> [What this task involves] Copy out only the lines from the one with "TARGET = chimney" up to and including the one with "column 626, row 430", substituting "village panorama" for "town panorama" and leaving everything else unchanged.
::::::::::
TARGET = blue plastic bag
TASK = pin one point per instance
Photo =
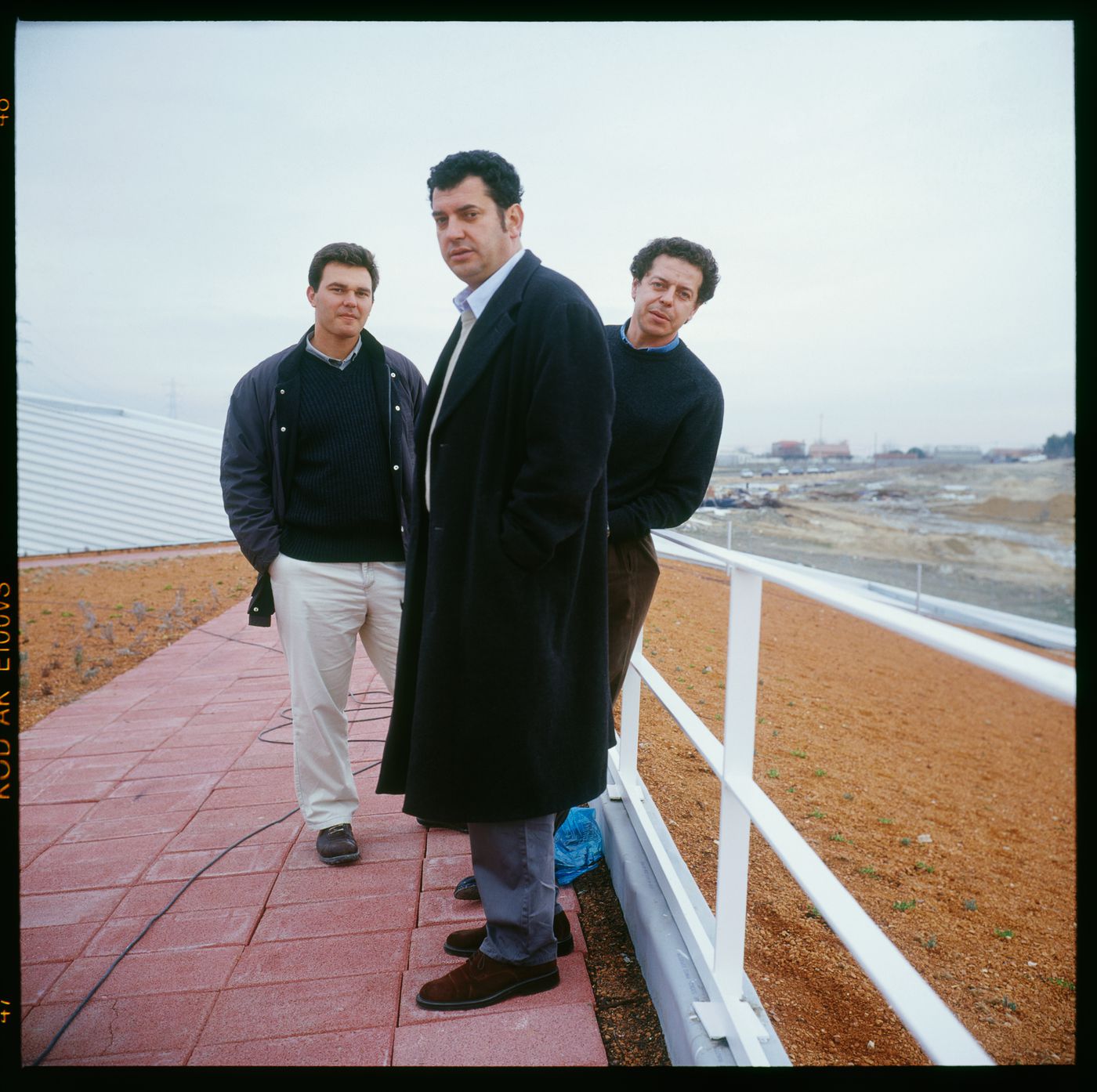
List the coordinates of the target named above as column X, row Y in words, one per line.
column 578, row 845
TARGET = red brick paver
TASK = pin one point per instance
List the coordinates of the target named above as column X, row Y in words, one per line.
column 270, row 957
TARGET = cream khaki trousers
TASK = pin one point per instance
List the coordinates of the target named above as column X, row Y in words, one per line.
column 321, row 608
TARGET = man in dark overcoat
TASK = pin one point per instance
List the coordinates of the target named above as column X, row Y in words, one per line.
column 501, row 704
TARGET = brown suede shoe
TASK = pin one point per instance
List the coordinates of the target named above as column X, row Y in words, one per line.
column 464, row 942
column 336, row 844
column 482, row 982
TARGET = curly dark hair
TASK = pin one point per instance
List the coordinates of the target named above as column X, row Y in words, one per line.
column 346, row 254
column 687, row 251
column 499, row 178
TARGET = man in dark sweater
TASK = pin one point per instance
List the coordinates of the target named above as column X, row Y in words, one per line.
column 317, row 475
column 666, row 428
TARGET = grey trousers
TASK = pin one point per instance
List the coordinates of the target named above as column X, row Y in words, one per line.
column 515, row 867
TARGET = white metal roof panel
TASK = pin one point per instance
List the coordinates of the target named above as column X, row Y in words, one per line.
column 99, row 477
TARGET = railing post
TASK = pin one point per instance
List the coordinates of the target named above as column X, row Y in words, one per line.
column 740, row 700
column 628, row 743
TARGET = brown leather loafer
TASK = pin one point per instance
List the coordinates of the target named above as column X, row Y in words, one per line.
column 483, row 982
column 337, row 845
column 468, row 888
column 465, row 942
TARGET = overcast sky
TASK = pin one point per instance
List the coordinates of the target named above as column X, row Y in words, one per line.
column 891, row 204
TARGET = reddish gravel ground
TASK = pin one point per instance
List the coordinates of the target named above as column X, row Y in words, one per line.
column 864, row 740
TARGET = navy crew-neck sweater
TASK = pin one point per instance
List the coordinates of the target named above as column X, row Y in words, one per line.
column 340, row 502
column 666, row 430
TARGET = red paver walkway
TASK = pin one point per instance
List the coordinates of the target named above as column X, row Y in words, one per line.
column 270, row 957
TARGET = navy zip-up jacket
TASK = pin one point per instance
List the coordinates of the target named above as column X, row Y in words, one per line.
column 257, row 454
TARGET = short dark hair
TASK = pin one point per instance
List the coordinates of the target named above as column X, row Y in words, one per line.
column 499, row 178
column 346, row 254
column 687, row 251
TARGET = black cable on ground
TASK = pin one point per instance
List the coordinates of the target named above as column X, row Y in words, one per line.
column 359, row 700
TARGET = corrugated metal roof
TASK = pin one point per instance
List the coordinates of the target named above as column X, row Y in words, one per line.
column 99, row 477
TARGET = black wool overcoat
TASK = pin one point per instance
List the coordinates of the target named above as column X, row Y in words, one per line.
column 501, row 704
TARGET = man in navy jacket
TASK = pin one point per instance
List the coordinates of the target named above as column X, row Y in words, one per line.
column 317, row 466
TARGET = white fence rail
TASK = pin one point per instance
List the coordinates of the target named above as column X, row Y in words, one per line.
column 716, row 942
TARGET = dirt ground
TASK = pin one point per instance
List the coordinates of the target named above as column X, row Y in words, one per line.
column 940, row 795
column 864, row 740
column 998, row 535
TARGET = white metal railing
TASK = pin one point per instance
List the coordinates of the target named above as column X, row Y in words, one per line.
column 716, row 942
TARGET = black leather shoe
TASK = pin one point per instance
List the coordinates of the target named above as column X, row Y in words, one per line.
column 464, row 942
column 337, row 845
column 468, row 889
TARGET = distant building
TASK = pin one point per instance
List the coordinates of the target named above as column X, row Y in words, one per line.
column 830, row 450
column 787, row 449
column 1012, row 454
column 957, row 453
column 737, row 457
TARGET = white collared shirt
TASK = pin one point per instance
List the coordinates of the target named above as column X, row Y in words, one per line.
column 476, row 299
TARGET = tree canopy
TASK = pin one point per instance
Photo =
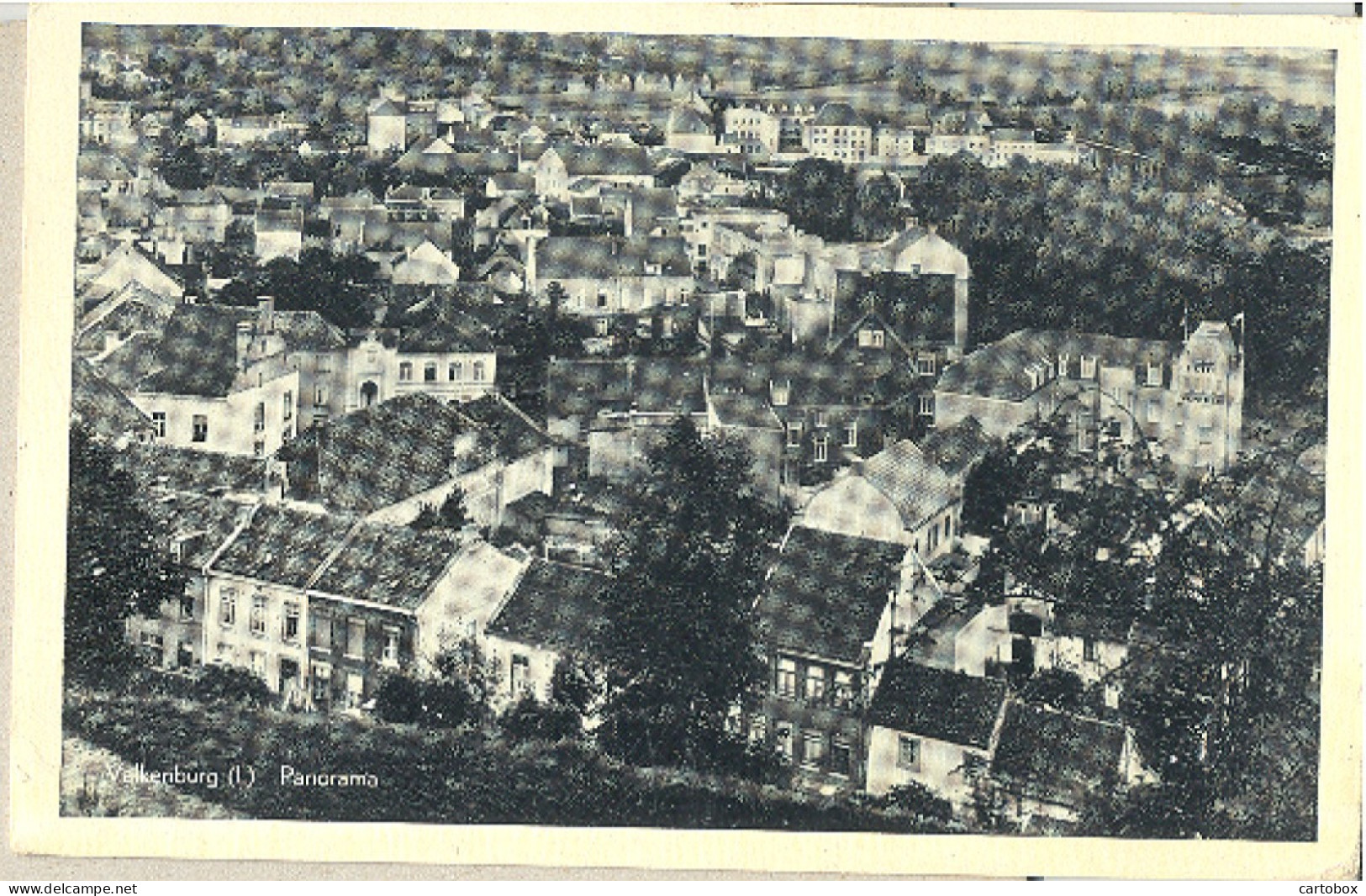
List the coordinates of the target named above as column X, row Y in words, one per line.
column 688, row 572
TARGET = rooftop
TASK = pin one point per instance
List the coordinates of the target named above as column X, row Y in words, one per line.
column 937, row 704
column 826, row 593
column 389, row 564
column 1057, row 756
column 553, row 605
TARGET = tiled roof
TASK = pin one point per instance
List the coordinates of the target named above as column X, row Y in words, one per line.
column 190, row 470
column 198, row 351
column 1090, row 623
column 745, row 410
column 1000, row 371
column 837, row 115
column 937, row 704
column 957, row 447
column 283, row 546
column 914, row 485
column 1057, row 756
column 389, row 564
column 600, row 257
column 198, row 522
column 553, row 605
column 826, row 593
column 578, row 388
column 102, row 404
column 604, row 160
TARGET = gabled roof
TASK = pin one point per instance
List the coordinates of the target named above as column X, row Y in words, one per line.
column 187, row 470
column 937, row 704
column 604, row 160
column 283, row 546
column 389, row 564
column 837, row 115
column 603, row 257
column 198, row 351
column 957, row 447
column 200, row 524
column 915, row 487
column 1056, row 756
column 826, row 593
column 553, row 605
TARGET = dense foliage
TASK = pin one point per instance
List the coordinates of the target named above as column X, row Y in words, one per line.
column 465, row 776
column 678, row 631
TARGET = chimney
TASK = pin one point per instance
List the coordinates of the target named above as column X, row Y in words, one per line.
column 266, row 312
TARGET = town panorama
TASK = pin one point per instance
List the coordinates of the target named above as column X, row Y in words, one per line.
column 699, row 432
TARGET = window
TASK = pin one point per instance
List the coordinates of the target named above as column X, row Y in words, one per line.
column 321, row 682
column 290, row 625
column 843, row 695
column 783, row 735
column 815, row 683
column 520, row 677
column 786, row 677
column 841, row 756
column 813, row 749
column 356, row 638
column 258, row 609
column 909, row 753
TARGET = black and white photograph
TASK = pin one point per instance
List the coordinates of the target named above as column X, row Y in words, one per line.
column 626, row 430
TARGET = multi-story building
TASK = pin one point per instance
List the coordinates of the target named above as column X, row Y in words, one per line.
column 841, row 134
column 1184, row 398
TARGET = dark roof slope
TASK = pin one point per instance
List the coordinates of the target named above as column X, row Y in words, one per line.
column 389, row 564
column 937, row 704
column 553, row 605
column 1057, row 756
column 189, row 470
column 283, row 546
column 914, row 485
column 826, row 593
column 1000, row 371
column 198, row 351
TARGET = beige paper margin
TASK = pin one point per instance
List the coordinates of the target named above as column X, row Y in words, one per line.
column 44, row 397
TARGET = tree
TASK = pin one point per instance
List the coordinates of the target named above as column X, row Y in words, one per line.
column 678, row 629
column 116, row 566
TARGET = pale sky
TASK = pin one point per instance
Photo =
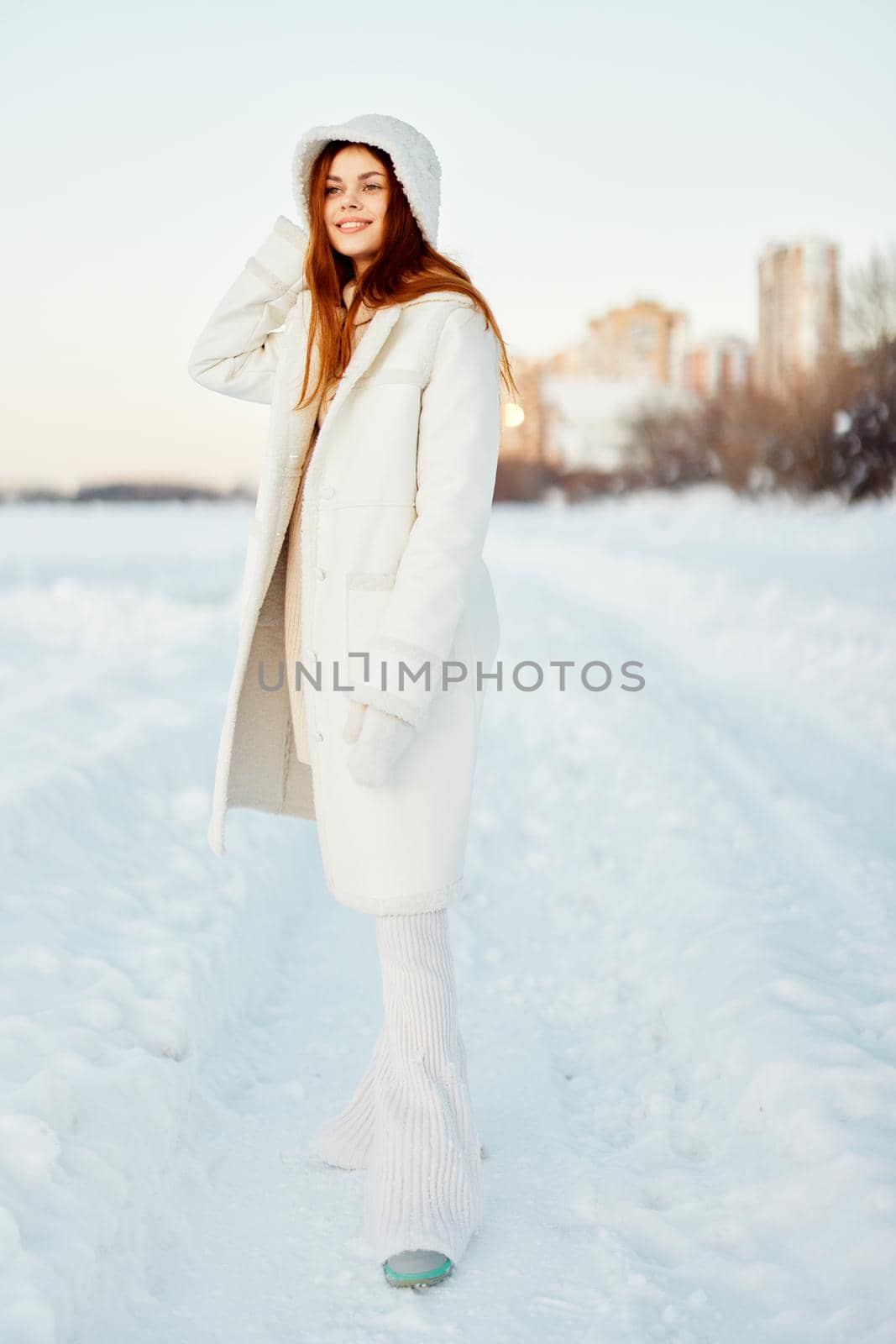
::::::::::
> [Output for this exercise]
TARGET = chimney
TASK = pin one point per instance
List the coordinates of the target named above as column X, row Y in words, one per line.
column 266, row 312
TARGET = village panorama
TASK = pin one point per instance
List the coordinates of the target named above as column X, row Y in words, one per line.
column 699, row 432
TARGET = window
TASK = pin one point per instance
List the coordinates of the target named above as column X, row Y in words, one per line.
column 321, row 682
column 290, row 625
column 843, row 695
column 783, row 735
column 815, row 683
column 520, row 677
column 786, row 677
column 841, row 756
column 813, row 749
column 356, row 638
column 258, row 609
column 909, row 753
TARGET = black and white photograph
TASK = pin one point per instance
List the coordinates of the target named above as column X, row Y in words, one per line.
column 626, row 430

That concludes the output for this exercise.